### INSTRUCTION A
In the speech below, what is the principal change in the new Bill compared with the earlier one?
[START GIVEN TEXT]
Mr HURFORD (Minister for Housing and Construction and Minister Assisting the Treasurer)(9.26) —I move:

That the Bill be now read a second time.

Some three months ago the Minister for Finance (Mr Dawkins) introduced into this House a Bill by this title. The major purpose of that Bill was to give effect to this Government's election undertaking to recover personal tax avoided by former owners of companies that were the subject of bottom of the harbour schemes. In addition, the Bill was designed to strengthen and improve in several identified areas the legislation passed by the Parliament last year to recoup the company tax that was evaded by the use of these schemes. Honourable members will recall that the Bill, after amendment, was passed by the House but defeated in another place. As foreshadowed by the Treasurer (Mr Keating) in his Budget Speech earlier tonight the Government is now submitting to the Parliament, as an important part of the Budget, a Bill that covers esentially the same ground as the earlier one but which has been changed in significant respects. The principal change concerns the measure of personal tax to be recovered.

Under the earlier Bill, former owners of a stripped company were to be made liable for personal tax on the total after tax accumulated profits effectively received by them as part of the price received for the sale of their shares. The Government has now decided that the recovery of personal tax should be confined to such tax avoided in respect of the liberated after tax profits of those years of income where evasion of primary company tax was involved. In short, the personal tax measures will apply to current year profits. This limitation will mean that personal tax avoided in respect of profits of earlier years that had borne primary company tax will not be within the scope of the legislation as now proposed. Similarly personal tax is not to be recouped in respect of any capital profits of the stripped company, regardless of the year of income in which such profits were derived. Another significant aspect of the proposed limitation is that a liability for avoided personal tax will not arise in respect of any year of income where the only company tax evaded for that year was undistributed profits tax under Division 7 of the Income Tax Assessment Act. I mention also that the time to pay, free of interest, facility inserted in the earlier Bill by amendment in this House has been retained in the present Bill. The Government believes that, with these changes, the legislation is now in a form which responds adequately to the points made in the debate on the earlier Bill.
[END GIVEN TEXT]
[START TASK INPUTS]
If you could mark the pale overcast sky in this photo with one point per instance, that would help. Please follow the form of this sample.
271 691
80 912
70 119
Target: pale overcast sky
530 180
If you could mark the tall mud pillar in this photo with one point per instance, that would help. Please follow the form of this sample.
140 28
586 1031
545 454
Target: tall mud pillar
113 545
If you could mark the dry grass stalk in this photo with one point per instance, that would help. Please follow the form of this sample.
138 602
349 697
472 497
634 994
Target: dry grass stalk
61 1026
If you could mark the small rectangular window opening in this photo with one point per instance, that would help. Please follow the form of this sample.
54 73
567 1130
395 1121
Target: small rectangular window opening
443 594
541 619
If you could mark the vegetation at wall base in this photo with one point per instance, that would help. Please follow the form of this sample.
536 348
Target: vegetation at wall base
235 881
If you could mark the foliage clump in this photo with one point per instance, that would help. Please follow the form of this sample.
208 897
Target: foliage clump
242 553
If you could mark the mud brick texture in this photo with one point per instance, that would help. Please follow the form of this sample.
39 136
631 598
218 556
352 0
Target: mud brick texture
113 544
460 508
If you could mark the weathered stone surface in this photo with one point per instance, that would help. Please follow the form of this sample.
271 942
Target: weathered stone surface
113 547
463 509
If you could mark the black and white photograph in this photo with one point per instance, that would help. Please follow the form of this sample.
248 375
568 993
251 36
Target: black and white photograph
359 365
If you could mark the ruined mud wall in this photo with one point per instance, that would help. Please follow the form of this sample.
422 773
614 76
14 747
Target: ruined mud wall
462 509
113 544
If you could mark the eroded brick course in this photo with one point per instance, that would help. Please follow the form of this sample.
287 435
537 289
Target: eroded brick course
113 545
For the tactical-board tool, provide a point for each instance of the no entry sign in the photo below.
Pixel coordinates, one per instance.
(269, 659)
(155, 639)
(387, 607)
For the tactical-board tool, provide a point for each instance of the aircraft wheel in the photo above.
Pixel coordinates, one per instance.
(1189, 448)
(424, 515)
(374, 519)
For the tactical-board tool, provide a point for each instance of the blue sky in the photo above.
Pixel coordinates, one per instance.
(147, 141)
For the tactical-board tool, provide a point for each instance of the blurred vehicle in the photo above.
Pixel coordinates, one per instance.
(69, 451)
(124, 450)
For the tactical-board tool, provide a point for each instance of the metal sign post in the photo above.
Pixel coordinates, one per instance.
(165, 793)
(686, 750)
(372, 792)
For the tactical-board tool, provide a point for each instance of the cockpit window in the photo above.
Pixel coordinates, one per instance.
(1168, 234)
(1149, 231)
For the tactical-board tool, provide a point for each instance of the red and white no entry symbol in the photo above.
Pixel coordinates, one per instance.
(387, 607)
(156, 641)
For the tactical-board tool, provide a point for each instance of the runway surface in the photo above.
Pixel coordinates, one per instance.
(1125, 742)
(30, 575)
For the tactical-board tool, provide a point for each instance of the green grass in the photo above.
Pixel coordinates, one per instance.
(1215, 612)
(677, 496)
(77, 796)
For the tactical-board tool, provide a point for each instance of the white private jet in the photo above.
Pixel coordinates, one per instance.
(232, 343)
[END TASK INPUTS]
### INSTRUCTION B
Collect each line in the records containing the string "that".

### CORRECT ANSWER A
It concerns the measure of personal tax to be recovered.

### CORRECT ANSWER B
If you could mark the pale overcast sky in this photo with one point per instance, that would help. Please follow the form of this sample.
If you could mark the tall mud pillar in this photo with one point per instance, that would help. Please follow the form of this sample.
If you could mark the dry grass stalk in this photo with one point per instance, that would help. Please follow the form of this sample.
If you could mark the small rectangular window opening in this photo with one point per instance, that would help. Please follow the form of this sample.
If you could mark the vegetation at wall base in this photo with one point per instance, that would help. Please follow the form of this sample.
If you could mark the foliage clump in this photo with one point per instance, that would help. Please follow the form of this sample.
If you could mark the mud brick texture in this photo with one point per instance, that would help. Please follow the form of this sample.
If you could mark the weathered stone surface in this photo with one point per instance, that would help. Please follow the form of this sample.
If you could mark the black and white photograph in this photo with one point per instance, that would help. Please follow the form of this sample.
If you could mark the ruined mud wall in this photo with one point per instance, that would help. Please follow the form of this sample.
If you could mark the eroded brick course in this photo with one point per instance, that would help. Please follow the form of this sample.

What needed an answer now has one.